■ **Tujuan A**
Tulis ulang seluruh daftar pelabelan posisi objek di bawah dengan mengganti "Shelf-audit tagging" menjadi "Shelf-audit labeling" dan membiarkan bagian lain tetap sama. Gambar tidak perlu disertakan dalam jawaban.

■ **Bagian Dokumen**

Share

Keunikan Agama Buddha di Jepang


Agama Buddha yang dalam bahasa Jepangnya disebut Bukkyo (Butsu : Buddha, Kyo : ajaran) dipercaya mulai masuk ke Jepang lewat kerajaan Baekje di Korea sekitar tahun 538. Beberapa tahun kemudian berbagai buku dan literatur tentang Buddhism juga mulai masuk lewat negara China pada masa dynasty Sui. 40 tahun kemudian Kaisar Jepang saat itu yaitu Pangeran Shotoku (A.D. 574-621) meresmikan Buddha sebagai agama resmi negara. Sebagai agama baru tentu saja tidak lepas dari penolakan dan juga tekanan.
Pada masa pemerintahan militer Oda Nobunaga (534 - 1582), agama Buddha mengalami masa suram karena pemerintah saat itu bersikap antipati terhadap agama ini. Hal ini disebabkan karena pada masa itu muncul banyak pemberontakan oleh rakyat menentang pemerintah yang kebetulan didukung oleh pendeta Buddha khususnya dari sekte Tendai di kuil Hiei. Pemberontakan akhirnya berakhir dengan penyerbuan ke kuil di yang terletak di atas puncak bukit itu dan membunuh ribuan pengikutnya.

[Entri pelabelan posisi objek]
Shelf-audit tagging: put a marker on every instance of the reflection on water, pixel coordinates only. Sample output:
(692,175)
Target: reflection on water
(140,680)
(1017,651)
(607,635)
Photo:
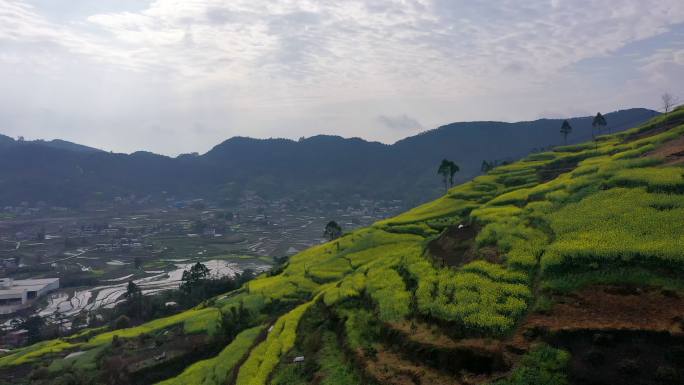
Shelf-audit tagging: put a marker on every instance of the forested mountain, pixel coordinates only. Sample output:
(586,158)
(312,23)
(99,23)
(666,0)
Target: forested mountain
(64,173)
(562,268)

■ **Tujuan B**
Ringkaslah teks tentang agama Buddha di Jepang di atas dalam dua kalimat.

■ **Jawaban Benar A**
Shelf-audit labeling: put a marker on every instance of the reflection on water, pixel coordinates only. Sample output:
(692,175)
Target: reflection on water
(140,680)
(1017,651)
(607,635)
Photo:
Shelf-audit labeling: put a marker on every instance of the forested mountain, pixel coordinates only. Sample output:
(586,158)
(312,23)
(99,23)
(666,0)
Target: forested mountain
(64,173)
(562,268)

■ **Jawaban Benar B**
Agama Buddha, yang dalam bahasa Jepang disebut Bukkyo, dipercaya masuk ke Jepang lewat kerajaan Baekje di Korea sekitar tahun 538 dan kemudian diresmikan sebagai agama negara oleh Pangeran Shotoku. Pada masa pemerintahan militer Oda Nobunaga, agama ini mengalami masa suram karena pemerintah bersikap antipati terhadapnya setelah pendeta Buddha, khususnya dari sekte Tendai di kuil Hiei, mendukung pemberontakan rakyat, yang berakhir dengan penyerbuan kuil itu dan pembunuhan ribuan pengikutnya.